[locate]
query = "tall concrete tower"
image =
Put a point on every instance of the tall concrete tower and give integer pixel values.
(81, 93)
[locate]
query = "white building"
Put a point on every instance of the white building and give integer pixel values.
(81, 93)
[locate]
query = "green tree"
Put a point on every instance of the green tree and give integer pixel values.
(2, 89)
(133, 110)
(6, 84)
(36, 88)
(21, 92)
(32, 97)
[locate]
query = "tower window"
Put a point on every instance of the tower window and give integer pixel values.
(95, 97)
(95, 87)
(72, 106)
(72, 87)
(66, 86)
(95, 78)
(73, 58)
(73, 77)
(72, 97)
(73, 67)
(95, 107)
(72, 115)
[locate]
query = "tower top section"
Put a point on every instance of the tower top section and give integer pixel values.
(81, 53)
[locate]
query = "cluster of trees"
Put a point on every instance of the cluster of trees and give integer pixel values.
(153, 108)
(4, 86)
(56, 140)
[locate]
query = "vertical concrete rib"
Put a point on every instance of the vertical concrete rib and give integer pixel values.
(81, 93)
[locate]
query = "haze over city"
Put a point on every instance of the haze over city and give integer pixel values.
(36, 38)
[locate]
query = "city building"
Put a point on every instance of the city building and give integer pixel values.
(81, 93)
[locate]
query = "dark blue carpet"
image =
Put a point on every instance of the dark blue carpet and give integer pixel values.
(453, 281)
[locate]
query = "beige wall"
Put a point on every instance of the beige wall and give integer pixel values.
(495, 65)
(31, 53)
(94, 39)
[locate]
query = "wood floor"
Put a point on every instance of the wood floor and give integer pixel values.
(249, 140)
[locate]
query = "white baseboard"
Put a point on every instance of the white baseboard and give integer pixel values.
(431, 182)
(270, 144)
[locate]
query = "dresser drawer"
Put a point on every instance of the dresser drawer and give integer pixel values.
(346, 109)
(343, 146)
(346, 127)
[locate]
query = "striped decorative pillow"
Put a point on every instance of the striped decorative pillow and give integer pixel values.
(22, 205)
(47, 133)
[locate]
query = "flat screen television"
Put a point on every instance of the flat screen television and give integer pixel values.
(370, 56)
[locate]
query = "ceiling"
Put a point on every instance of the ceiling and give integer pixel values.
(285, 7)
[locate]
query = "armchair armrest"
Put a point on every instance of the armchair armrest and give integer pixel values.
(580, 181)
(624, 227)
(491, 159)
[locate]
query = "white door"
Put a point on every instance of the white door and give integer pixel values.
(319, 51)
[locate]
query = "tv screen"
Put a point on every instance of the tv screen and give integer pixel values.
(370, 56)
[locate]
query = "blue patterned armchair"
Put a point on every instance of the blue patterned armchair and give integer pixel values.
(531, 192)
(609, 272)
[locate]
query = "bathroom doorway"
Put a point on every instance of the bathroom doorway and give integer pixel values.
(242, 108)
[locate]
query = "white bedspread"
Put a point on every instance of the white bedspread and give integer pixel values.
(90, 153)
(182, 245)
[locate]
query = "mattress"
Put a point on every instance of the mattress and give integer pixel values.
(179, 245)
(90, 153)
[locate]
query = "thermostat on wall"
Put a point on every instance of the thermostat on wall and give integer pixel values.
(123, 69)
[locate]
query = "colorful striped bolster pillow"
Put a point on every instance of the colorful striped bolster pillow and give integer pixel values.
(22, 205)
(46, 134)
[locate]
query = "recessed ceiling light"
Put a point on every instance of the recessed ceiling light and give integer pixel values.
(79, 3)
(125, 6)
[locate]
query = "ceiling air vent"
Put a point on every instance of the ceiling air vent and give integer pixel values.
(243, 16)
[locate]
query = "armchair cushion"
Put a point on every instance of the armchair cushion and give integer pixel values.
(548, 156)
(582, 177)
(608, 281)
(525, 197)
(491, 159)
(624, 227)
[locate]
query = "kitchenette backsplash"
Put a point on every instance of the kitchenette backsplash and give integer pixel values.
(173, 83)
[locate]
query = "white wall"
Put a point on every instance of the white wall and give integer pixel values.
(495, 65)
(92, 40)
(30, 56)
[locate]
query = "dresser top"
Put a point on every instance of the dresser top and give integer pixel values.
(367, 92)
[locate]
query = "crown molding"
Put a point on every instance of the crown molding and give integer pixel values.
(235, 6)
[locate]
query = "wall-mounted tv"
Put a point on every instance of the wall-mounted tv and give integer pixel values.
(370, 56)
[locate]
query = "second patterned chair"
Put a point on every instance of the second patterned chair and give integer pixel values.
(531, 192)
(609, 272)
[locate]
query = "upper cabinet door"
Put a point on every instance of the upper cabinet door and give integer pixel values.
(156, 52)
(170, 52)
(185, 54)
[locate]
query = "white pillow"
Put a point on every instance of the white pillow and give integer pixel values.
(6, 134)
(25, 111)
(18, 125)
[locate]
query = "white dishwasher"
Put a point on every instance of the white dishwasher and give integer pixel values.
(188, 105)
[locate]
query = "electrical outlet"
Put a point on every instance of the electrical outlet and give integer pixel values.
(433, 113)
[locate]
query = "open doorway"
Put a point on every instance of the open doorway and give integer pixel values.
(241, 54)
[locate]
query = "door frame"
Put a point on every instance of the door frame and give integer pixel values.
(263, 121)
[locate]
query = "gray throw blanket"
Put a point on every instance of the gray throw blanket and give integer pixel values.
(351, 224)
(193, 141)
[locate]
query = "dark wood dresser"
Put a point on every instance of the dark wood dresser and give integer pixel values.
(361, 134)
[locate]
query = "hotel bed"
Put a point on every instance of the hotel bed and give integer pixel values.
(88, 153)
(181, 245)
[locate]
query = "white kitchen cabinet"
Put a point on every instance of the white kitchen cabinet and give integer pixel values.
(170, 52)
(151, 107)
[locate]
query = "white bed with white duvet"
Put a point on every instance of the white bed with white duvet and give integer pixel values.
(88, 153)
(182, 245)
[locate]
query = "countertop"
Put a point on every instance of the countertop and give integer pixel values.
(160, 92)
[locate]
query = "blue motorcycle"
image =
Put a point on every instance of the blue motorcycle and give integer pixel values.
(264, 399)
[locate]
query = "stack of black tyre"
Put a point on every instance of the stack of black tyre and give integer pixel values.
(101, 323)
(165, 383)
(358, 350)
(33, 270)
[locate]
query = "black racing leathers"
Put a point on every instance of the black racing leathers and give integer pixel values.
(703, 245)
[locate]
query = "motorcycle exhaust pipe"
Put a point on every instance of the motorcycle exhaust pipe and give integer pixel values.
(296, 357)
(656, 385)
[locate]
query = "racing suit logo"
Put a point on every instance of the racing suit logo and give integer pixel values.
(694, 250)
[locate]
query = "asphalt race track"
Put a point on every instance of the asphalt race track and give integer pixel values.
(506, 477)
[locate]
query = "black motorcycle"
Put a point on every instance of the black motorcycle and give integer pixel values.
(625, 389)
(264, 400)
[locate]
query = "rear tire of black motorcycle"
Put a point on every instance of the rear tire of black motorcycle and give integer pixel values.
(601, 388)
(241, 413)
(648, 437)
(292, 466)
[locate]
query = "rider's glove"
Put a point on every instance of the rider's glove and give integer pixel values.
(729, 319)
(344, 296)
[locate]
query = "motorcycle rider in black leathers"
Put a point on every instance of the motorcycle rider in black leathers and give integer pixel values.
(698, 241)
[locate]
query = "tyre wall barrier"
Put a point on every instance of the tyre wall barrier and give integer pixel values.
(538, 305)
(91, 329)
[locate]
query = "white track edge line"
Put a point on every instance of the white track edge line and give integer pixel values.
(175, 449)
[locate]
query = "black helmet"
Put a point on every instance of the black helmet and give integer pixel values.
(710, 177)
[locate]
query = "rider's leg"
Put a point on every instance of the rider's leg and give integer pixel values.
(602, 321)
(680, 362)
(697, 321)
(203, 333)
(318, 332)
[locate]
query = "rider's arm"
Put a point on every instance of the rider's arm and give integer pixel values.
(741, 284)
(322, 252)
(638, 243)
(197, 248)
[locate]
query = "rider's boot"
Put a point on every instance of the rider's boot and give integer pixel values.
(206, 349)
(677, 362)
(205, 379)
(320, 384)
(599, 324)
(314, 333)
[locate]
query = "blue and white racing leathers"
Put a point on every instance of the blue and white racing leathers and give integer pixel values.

·····

Set task: Find every line in the items above that contains the word "light", and copy each of those lines.

Finished answer:
query = "recessed ceiling light"
Put a point on every instance of the recessed ceiling light and give integer pixel values.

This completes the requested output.